Silent Hill 2, j'y ai joué, enfin. Quel curieux mélange de déception et de fascination m'envahit.
Je pourrais faire une blague sur la distance d'affichage ridicule, sachant que si le jeu ne vous permet pas de voir à plus de deux mètres devant vous dans le brouillard, c'est exprès. Et au fond, tout tourne autour de ça : une forme d'ascèse. Il y a beaucoup de leçons à en tirer aujourd'hui, que les possibilités vidéoludiques semblent sans limites.
L'univers, bizarrement, est bien moins riche que le premier opus. Beaucoup d'ambiance ici, mais une mythologie qui ne reste qu'à l'état d'ébauches : on rencontre des personnages inquiétants, mais ils ne semblent pas liés entre eux de manière aussi cohérente que dans le 1 : la ville rend juste les gens fous, voilà tout.
L'action est également moins trépidante, et le système de la sirène qui fait apparaître la face sombre de la ville n'est au fond que peu exploité. Quant au principal antagoniste, Pyramid Head, sa dernière confrontation est quelque peu décevante. On ne trouvera pas non plus de moment d'horreur indicible, comme les écoliers zombis qu'il fallait tuer dans le 1 (un moment que quiconque a joué au 1 en version US se rappelle).
En terme de jouabilité, c'est toujours aussi dégueulasse. Le personnage est lent, le maniement des armes est laborieux, les énigmes sont parfois cryptiques, le jeu repose sur les allers-retours (mais de mémoire moins que le 1). Le jeu est linéaire, avec un certain nombre de murs invisibles. Aujourd'hui on ferait bien mieux en termes d'affordance.
Et pourtant, quelle réussite ! Car ces moments que vous allez passer à douter, à chercher votre chemin, sont parfaitement dosés. Et ces textures monotones, ces chambres qui semblent se ressembler, ces couloirs aux cloisons lépreuses dans lesquels vous courrez avec un sentiment claustrophobique, c'est la parfaite illustration en jeu vidéo d'une sensation d'enfermement qui vous sera familière pour peu que, pour une raison ou une autre, vous ayez fait ce genre de cauchemar dans votre vie.

**Consignes:**
A - Recopiez à l'identique un passage de la critique de Silent Hill 2, du début des mots « L'univers, bizarrement, est » jusqu'à la fin des mots « fous, voilà tout. ».
B - Rédigez la suite de la critique de Silent Hill 2, à partir de sa dernière phrase.

**Matériel source:**
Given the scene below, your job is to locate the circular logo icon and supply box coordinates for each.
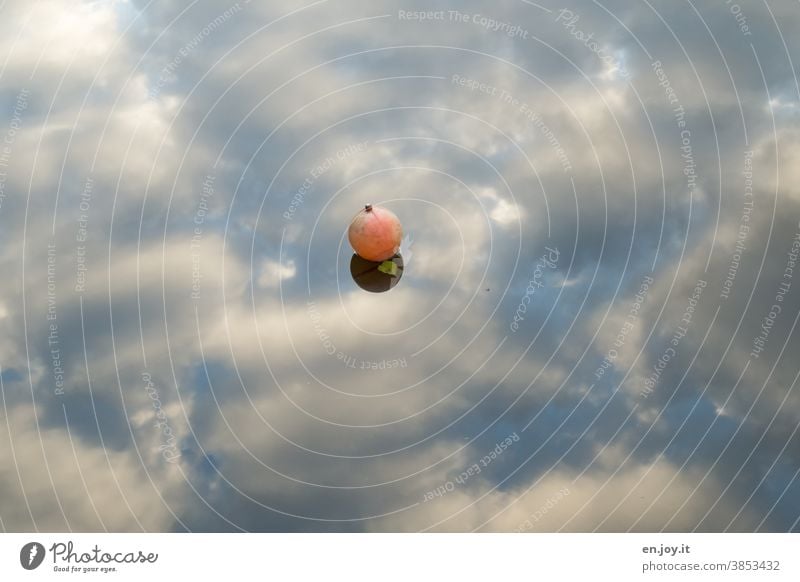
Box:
[19,542,44,570]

**Réponses attendues:**
A -
L'univers, bizarrement, est bien moins riche que le premier opus. Beaucoup d'ambiance ici, mais une mythologie qui ne reste qu'à l'état d'ébauches : on rencontre des personnages inquiétants, mais ils ne semblent pas liés entre eux de manière aussi cohérente que dans le 1 : la ville rend juste les gens fous, voilà tout.

B -
Et la lenteur molle des combats, c'est exactement la même sensation d'impuissance propre aux cauchemars. Celle de ne pas arriver à accomplir ce qu'on voudrait. Je sais, dis comme cela, on dirait une justification facile, mais je veux croire que c'est le fruit non pas d'une paresse, mais d'une bonne maîtrise des impératifs techniques.
Et tout fait sens, dans ce jeu. L'orientation étrange de la tête du héros, tournée vers un objet à ramasser présent dans la pièce, a quelque chose de profondément angoissant, sans grands effets. Les nombreuses portes fermées, que l'on ne pourra jamais ouvrir, comme autant d'impasses psychologiques. De même, les sons minimalistes de l'interface, l'absence de musique et ces bruitages de pas, qui vous font sursauter quand vous passez sur du gravier, le très beau thème de Promise, à jamais mémorable : c'est du beau travail.
On peut surtout reprocher à Silent Hill 2 de ne faire que suivre la voie ouverte par le premier opus, mais quelle maîtrise dans la reprise et le dosage des éléments ! On obtient un titre mémorable, digne du panthéon du jeu vidéo.
Si comme moi vous y jouez de nuit, seul dans une maison qui fait des bruits, avec des chiens qui hurlent dehors, vous avez les conditions optimales pour profiter d'un monument vidéoludique.
Sa place est dans un musée.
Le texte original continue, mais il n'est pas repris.